**WRITTEN REQUEST:**
Count the lines in the records below that contain the word "white", and reply with only that number.

**PROVIDED ENTRIES:**

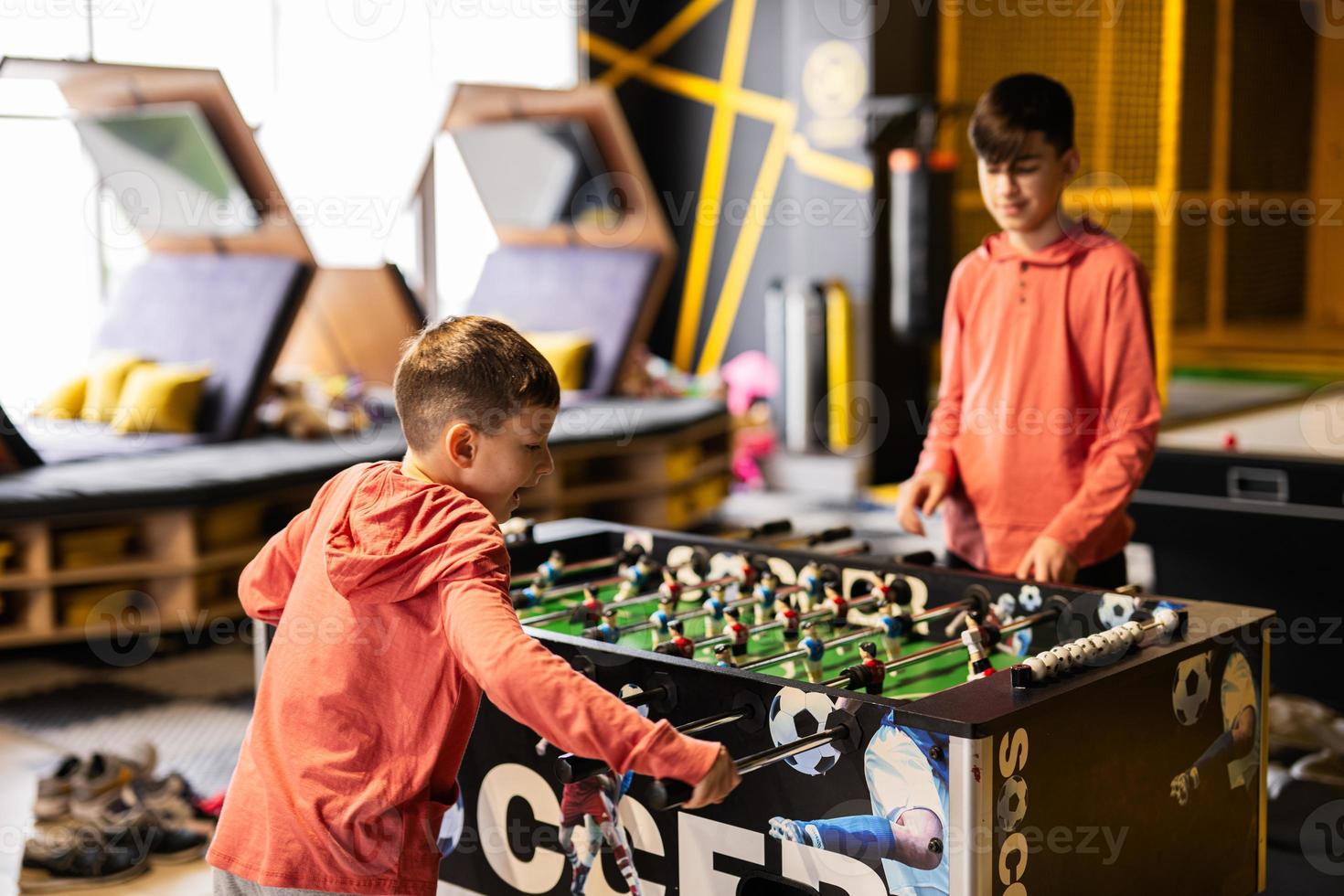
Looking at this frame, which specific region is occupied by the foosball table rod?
[648,710,861,808]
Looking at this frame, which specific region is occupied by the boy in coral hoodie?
[208,317,738,896]
[898,74,1161,587]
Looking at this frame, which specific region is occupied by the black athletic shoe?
[19,821,149,893]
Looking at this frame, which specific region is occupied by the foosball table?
[441,520,1273,896]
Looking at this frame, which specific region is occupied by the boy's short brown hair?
[969,74,1074,165]
[392,315,560,452]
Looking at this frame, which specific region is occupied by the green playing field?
[518,581,1015,698]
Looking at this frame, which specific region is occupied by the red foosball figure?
[823,581,849,632]
[658,619,695,659]
[846,641,887,693]
[723,607,752,656]
[658,567,681,604]
[774,595,803,650]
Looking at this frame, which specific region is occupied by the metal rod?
[738,601,967,671]
[518,575,738,626]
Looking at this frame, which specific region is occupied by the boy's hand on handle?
[1013,535,1078,584]
[684,745,741,808]
[896,470,947,535]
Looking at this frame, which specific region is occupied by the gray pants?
[211,868,354,896]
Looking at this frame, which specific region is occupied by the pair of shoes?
[34,744,157,822]
[19,819,149,893]
[19,750,215,893]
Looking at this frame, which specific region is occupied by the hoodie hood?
[980,217,1117,264]
[324,461,503,603]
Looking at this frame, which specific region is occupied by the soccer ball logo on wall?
[995,775,1027,831]
[1018,584,1043,613]
[1172,652,1212,725]
[1097,593,1135,629]
[770,688,840,775]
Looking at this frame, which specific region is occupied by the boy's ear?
[443,423,480,469]
[1059,146,1083,180]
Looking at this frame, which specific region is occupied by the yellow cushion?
[32,375,89,421]
[524,333,592,391]
[112,364,209,432]
[80,352,143,423]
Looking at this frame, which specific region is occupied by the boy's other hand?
[686,747,741,808]
[896,470,947,535]
[1013,535,1078,584]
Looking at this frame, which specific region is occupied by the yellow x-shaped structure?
[580,0,872,373]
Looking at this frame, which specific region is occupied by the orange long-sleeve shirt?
[917,220,1161,575]
[208,462,718,896]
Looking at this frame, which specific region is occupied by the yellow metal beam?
[789,134,872,194]
[698,109,795,373]
[672,0,755,371]
[598,0,723,90]
[1152,0,1186,400]
[1207,0,1235,333]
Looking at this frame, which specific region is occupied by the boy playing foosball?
[898,75,1161,587]
[208,317,738,896]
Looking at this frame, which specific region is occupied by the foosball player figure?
[752,572,780,624]
[597,607,621,644]
[774,595,801,650]
[514,581,546,610]
[878,592,910,661]
[738,558,758,593]
[961,613,998,681]
[534,550,564,589]
[723,607,752,656]
[823,581,849,632]
[798,563,826,613]
[704,584,729,638]
[574,586,603,626]
[658,567,683,606]
[649,595,676,650]
[872,572,914,606]
[798,619,827,684]
[844,641,887,693]
[625,553,657,593]
[655,619,695,659]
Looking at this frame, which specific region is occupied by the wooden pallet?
[0,485,317,647]
[0,414,730,649]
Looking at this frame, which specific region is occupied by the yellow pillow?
[524,333,592,391]
[80,352,144,423]
[112,364,209,432]
[32,375,89,421]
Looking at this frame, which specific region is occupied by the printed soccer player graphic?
[1170,650,1259,806]
[770,699,949,896]
[560,771,644,896]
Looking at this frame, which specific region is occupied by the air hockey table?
[1130,380,1344,709]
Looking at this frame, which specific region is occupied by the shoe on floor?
[69,744,157,802]
[131,773,219,842]
[69,784,209,864]
[19,819,149,893]
[32,755,83,822]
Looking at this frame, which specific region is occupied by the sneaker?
[19,819,149,893]
[69,744,156,805]
[32,756,83,822]
[69,786,209,864]
[131,773,219,842]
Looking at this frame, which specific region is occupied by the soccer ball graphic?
[995,775,1027,831]
[770,688,840,775]
[1097,593,1135,629]
[1172,653,1210,725]
[1018,584,1043,613]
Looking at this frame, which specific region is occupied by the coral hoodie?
[917,219,1161,575]
[208,462,718,896]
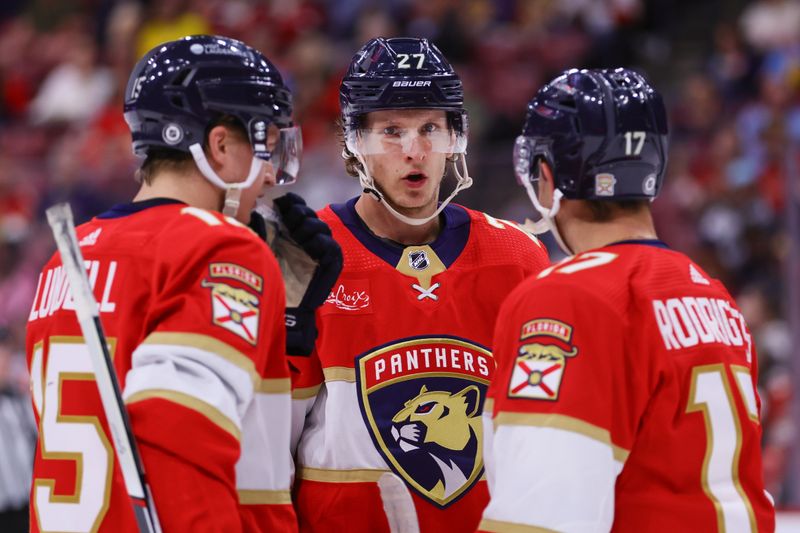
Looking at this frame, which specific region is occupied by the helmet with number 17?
[339,37,472,225]
[514,68,668,238]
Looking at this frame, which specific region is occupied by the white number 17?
[625,131,647,155]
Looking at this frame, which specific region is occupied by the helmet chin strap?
[342,150,472,226]
[521,172,575,256]
[189,143,264,218]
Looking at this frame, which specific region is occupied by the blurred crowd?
[0,0,800,503]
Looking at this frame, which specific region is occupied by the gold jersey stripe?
[494,411,630,463]
[142,332,261,384]
[298,466,389,483]
[322,366,356,383]
[125,389,242,440]
[478,518,557,533]
[256,378,292,394]
[236,489,292,505]
[292,385,322,400]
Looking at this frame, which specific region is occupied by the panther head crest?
[391,385,482,499]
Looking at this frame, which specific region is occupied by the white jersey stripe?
[483,424,622,533]
[236,391,294,492]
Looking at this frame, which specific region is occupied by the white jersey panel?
[483,425,623,533]
[236,392,294,491]
[297,381,389,470]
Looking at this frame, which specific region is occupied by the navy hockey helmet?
[514,68,668,200]
[339,37,467,140]
[124,35,302,183]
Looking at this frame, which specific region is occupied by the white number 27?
[625,131,647,155]
[397,54,425,68]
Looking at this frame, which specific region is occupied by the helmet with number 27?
[339,37,472,225]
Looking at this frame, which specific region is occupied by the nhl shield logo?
[408,250,431,270]
[355,337,495,508]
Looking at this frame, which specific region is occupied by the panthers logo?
[356,337,494,507]
[392,385,482,500]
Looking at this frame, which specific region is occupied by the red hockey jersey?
[481,241,774,533]
[27,199,296,533]
[292,200,548,533]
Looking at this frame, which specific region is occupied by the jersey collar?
[607,239,670,250]
[331,196,470,267]
[97,198,186,218]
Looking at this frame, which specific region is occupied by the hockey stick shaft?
[47,203,161,533]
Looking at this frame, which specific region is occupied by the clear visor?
[345,116,467,155]
[253,124,303,185]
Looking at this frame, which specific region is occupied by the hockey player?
[292,38,548,533]
[27,36,335,533]
[481,69,774,532]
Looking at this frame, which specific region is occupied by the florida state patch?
[200,280,260,345]
[508,318,578,401]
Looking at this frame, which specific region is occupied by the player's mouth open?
[403,173,428,187]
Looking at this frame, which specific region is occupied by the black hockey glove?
[250,192,342,355]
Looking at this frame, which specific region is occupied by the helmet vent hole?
[172,69,194,86]
[169,94,186,109]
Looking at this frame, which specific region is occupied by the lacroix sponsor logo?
[325,279,371,312]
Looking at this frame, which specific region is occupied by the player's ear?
[206,125,231,165]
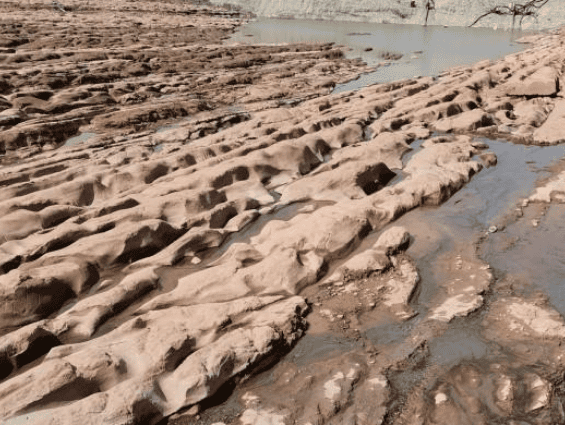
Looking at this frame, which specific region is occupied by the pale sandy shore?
[0,0,565,425]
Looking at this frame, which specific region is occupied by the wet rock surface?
[0,1,565,425]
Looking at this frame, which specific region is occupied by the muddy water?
[227,18,524,93]
[183,139,565,423]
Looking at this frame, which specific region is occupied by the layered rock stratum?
[0,1,565,425]
[205,0,565,30]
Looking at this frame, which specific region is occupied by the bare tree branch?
[469,0,549,28]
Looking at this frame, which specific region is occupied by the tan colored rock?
[374,226,410,255]
[48,268,159,338]
[500,66,559,96]
[534,100,565,145]
[433,109,494,133]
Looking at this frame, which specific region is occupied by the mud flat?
[0,1,565,425]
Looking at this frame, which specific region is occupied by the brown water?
[227,18,525,93]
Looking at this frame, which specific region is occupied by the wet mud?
[0,0,565,425]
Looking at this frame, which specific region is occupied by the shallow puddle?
[185,139,565,423]
[227,18,527,93]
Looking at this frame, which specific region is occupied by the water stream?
[227,18,525,93]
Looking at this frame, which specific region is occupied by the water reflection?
[230,18,524,92]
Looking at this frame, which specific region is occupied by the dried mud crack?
[0,1,565,425]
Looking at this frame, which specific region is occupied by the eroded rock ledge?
[0,1,564,424]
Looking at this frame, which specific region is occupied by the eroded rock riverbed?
[0,1,565,425]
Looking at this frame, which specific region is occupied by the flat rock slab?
[501,66,559,96]
[534,100,565,145]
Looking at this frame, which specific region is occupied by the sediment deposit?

**RESULT FOR THIS EXERCISE:**
4